Please collect each line in the records below that contains the word "light" and copy those lines out in full.

*-*-*

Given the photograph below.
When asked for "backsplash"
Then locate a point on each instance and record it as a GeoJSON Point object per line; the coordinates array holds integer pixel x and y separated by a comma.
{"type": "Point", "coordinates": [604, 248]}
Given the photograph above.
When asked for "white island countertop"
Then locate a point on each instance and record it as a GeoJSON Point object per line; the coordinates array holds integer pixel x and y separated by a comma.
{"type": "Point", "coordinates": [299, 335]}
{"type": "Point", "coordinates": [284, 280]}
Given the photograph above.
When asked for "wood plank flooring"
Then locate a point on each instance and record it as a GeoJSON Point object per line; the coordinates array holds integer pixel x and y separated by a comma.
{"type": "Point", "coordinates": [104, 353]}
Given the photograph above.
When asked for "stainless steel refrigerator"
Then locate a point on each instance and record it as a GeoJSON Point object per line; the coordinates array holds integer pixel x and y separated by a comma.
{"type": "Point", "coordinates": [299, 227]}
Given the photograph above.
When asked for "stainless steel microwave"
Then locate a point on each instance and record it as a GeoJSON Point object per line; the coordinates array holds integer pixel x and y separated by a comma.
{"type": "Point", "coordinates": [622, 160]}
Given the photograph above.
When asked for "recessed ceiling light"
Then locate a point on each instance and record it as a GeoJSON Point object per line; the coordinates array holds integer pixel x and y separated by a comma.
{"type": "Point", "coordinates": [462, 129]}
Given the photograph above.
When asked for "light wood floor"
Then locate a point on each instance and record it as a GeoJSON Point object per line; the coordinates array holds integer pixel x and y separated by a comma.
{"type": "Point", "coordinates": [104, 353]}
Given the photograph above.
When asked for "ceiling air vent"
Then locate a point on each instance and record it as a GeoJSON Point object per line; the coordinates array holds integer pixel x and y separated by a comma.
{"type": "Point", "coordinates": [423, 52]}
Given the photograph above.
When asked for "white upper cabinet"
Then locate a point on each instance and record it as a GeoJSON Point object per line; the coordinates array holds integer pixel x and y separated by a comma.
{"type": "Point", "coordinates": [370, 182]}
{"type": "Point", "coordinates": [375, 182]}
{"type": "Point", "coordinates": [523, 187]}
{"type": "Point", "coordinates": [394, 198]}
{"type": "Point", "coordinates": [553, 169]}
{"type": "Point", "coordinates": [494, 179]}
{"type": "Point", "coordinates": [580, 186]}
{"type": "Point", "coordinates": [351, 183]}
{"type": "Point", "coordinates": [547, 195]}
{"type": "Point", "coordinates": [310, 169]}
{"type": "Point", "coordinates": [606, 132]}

*-*-*

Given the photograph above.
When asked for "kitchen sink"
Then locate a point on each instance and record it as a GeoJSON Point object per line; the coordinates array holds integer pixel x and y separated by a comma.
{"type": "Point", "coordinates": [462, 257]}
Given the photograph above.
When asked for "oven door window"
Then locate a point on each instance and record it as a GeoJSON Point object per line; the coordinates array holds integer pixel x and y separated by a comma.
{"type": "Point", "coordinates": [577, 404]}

*-*-*

*Exercise response*.
When asked for "recessed ceiling light"
When asked for "light wood floor"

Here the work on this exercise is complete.